# How do you graph y=(x^2+4x)/(2x-1) using asymptotes, intercepts, end behavior?

Jul 18, 2018

Vertical asymptote: $x = 0.5$ , slant asymptote: $y = 0.5 x + 2.25$, y-intercept: $\left(0 , 0\right)$, x intercepts: $\left(0 , 0\right) , \left(- 4 , 0\right)$, End behavior: x -> -oo , y-> -oo),x -> oo , y-> oo,

#### Explanation:

$y = \frac{{x}^{2} + 4 x}{2 x - 1}$

Vertical asymptote : $2 x - 1 = 0 \therefore x = \frac{1}{2} \mathmr{and} x = 0.5$

$x \to {0.5}^{-} , y \to - \infty \mathmr{and} x \to {0.5}^{+} , y \to \infty$

Degrees of numerator and denominator are $2 \mathmr{and} 1$

Since degree of numerator is greater there is slant asymptote

which can be found by long division.

*Data excerpts*
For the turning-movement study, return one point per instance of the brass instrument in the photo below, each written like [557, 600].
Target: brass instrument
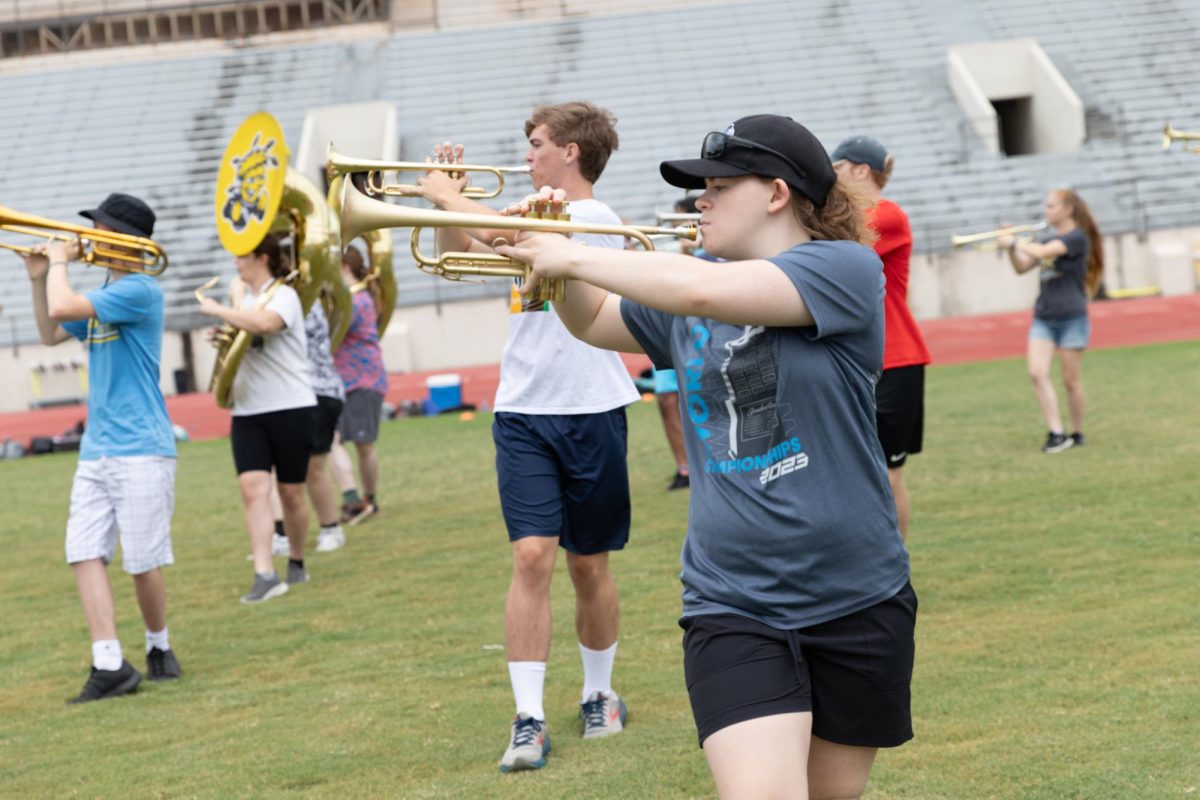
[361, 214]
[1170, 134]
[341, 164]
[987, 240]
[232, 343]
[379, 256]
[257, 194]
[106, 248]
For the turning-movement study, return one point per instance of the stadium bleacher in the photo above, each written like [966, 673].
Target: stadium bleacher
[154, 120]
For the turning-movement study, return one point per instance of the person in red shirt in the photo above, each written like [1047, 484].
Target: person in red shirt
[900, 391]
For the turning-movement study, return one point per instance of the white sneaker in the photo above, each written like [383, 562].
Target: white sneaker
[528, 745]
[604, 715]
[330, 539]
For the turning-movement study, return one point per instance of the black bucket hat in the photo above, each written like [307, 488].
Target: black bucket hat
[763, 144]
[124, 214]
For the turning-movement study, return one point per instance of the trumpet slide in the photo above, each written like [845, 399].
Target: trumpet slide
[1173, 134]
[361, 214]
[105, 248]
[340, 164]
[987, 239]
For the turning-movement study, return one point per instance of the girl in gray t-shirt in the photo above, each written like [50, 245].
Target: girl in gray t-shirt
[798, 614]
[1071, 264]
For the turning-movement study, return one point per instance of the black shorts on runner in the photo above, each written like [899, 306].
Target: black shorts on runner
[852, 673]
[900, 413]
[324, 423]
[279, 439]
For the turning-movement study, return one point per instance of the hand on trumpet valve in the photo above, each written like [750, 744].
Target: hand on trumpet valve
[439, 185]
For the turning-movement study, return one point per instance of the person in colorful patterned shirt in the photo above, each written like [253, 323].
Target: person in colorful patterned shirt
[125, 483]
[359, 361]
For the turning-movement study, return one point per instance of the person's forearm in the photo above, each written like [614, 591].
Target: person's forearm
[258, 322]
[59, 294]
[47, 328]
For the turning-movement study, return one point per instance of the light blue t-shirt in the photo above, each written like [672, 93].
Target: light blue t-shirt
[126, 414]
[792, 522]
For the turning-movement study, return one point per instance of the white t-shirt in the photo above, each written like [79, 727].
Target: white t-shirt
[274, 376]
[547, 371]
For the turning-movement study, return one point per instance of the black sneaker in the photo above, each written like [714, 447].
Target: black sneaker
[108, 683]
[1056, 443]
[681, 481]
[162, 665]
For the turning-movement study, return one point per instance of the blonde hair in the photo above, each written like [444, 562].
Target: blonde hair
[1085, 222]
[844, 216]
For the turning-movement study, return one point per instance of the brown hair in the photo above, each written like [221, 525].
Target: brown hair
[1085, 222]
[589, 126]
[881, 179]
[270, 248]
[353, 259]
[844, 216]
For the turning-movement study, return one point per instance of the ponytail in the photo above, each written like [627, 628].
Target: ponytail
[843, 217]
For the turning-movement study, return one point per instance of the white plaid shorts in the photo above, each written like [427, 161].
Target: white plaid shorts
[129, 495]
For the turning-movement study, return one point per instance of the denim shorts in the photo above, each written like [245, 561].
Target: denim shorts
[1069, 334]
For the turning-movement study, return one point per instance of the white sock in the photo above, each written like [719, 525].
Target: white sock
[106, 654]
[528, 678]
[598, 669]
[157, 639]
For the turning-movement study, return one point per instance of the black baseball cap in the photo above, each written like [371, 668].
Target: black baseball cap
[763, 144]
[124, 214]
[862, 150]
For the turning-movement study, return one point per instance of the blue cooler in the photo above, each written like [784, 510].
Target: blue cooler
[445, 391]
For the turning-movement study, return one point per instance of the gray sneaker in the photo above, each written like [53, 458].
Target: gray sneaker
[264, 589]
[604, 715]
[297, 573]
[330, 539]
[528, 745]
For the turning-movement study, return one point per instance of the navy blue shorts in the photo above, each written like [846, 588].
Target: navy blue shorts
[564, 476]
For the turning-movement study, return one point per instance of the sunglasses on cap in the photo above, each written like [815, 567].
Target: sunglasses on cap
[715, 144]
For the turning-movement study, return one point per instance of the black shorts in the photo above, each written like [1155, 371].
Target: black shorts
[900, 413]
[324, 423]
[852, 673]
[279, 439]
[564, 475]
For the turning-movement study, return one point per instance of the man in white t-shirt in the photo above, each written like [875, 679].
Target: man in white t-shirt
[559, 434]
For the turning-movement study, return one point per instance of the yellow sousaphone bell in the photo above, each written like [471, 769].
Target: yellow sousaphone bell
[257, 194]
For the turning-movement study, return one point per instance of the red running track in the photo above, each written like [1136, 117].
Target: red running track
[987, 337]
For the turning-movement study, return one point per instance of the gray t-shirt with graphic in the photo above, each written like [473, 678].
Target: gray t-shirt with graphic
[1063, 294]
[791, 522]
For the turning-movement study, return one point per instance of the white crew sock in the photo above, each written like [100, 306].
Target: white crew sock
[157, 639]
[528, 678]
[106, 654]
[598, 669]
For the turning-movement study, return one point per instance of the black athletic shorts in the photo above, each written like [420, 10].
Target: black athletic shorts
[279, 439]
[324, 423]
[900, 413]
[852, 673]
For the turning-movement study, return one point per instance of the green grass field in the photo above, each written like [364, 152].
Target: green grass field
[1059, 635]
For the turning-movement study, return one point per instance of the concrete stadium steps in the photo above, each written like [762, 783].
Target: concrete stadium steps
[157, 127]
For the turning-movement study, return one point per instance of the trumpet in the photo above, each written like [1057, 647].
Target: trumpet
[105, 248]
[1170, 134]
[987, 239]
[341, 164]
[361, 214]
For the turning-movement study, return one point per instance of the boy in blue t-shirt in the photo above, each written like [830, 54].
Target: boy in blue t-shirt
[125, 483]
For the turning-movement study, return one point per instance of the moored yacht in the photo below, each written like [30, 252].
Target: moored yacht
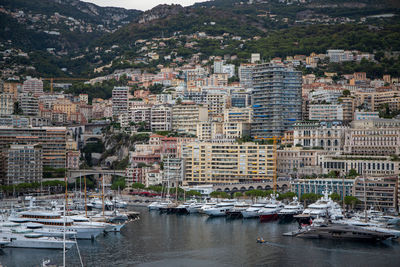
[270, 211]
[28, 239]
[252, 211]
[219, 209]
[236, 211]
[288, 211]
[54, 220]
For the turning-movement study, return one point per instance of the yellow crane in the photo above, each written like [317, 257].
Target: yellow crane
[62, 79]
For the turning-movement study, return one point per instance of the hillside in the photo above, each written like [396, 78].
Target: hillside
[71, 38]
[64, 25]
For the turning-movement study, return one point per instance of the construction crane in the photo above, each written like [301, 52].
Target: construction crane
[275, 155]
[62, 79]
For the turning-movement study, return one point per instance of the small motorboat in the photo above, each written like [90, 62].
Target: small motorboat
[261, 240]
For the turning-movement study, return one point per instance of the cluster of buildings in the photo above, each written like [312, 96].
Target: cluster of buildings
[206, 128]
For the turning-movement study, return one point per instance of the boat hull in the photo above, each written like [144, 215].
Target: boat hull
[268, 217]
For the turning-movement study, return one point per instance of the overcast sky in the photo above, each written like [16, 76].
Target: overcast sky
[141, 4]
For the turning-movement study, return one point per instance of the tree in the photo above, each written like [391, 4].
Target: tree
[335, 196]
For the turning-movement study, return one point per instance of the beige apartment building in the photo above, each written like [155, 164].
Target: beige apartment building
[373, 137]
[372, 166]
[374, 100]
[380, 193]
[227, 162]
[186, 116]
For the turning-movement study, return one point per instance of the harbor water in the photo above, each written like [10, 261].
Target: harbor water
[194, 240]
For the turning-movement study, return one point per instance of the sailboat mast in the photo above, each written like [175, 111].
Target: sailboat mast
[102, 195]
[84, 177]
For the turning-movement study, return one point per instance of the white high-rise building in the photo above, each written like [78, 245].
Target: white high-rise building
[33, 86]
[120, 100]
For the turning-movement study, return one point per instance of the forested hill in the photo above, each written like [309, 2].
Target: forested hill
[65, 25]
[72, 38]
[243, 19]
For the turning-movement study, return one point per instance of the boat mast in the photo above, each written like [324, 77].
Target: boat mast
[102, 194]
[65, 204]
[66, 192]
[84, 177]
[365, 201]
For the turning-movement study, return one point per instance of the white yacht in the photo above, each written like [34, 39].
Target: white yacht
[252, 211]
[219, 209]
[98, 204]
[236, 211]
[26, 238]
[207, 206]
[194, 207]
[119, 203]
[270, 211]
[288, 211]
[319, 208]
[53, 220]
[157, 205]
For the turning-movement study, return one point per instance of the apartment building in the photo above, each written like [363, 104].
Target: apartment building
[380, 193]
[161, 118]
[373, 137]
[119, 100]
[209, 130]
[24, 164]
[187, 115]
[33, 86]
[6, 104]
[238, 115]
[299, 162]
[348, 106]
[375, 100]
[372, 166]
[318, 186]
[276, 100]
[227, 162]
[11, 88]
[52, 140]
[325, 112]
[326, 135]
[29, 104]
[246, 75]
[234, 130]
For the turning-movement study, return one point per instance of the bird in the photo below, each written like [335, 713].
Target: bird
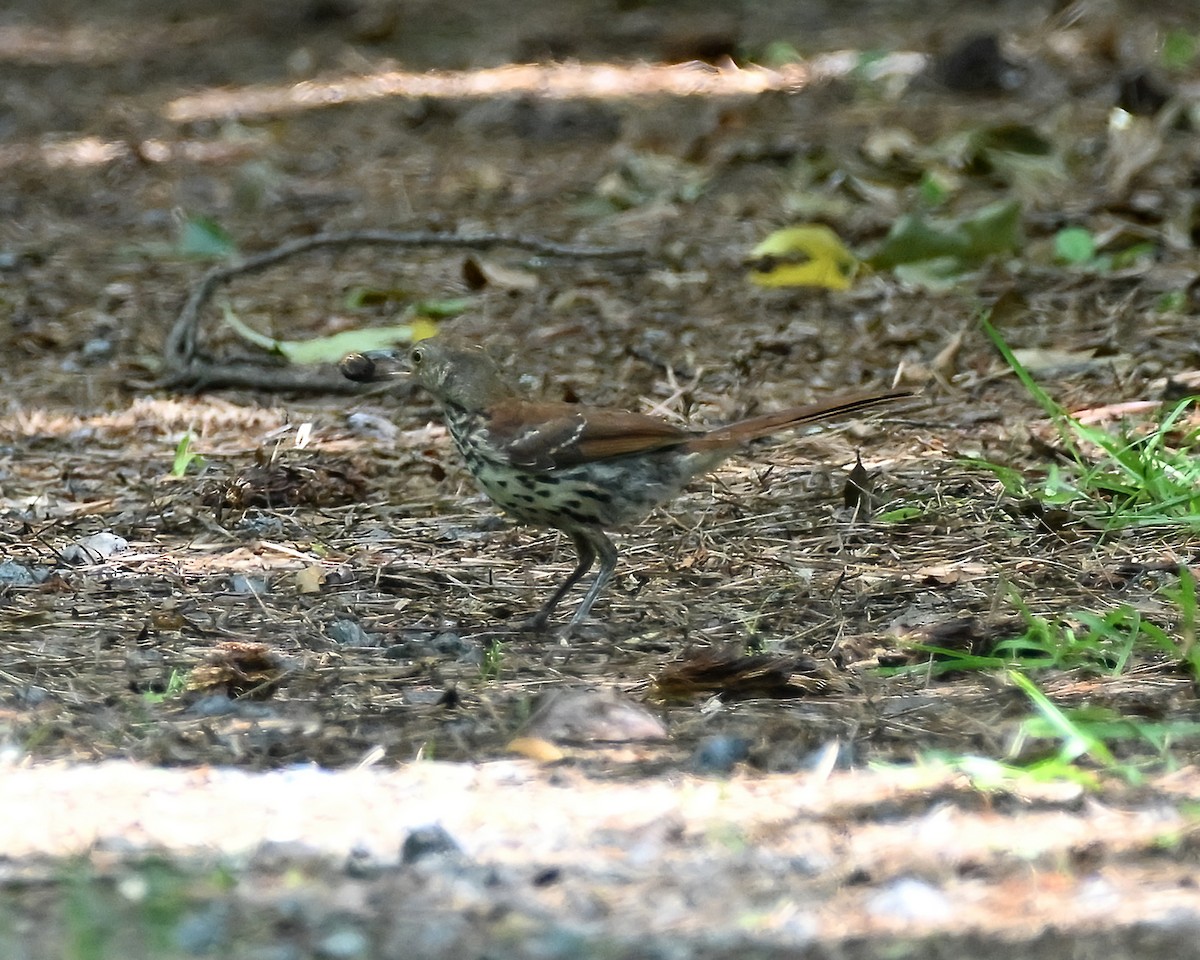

*Complete the following*
- a) Write out the graphing explanation word for word between "Degrees of numerator" and "by long division.", inclusive.
- b) List every line of the listing that contains the string "harbor", matching case.

*Expected results*
- a)
Degrees of numerator and denominator are $2 \mathmr{and} 1$

Since degree of numerator is greater there is slant asymptote

which can be found by long division.

- b)
For the turning-movement study, return one point per instance of the harbor water in the photo above, each written like [10, 261].
Target: harbor water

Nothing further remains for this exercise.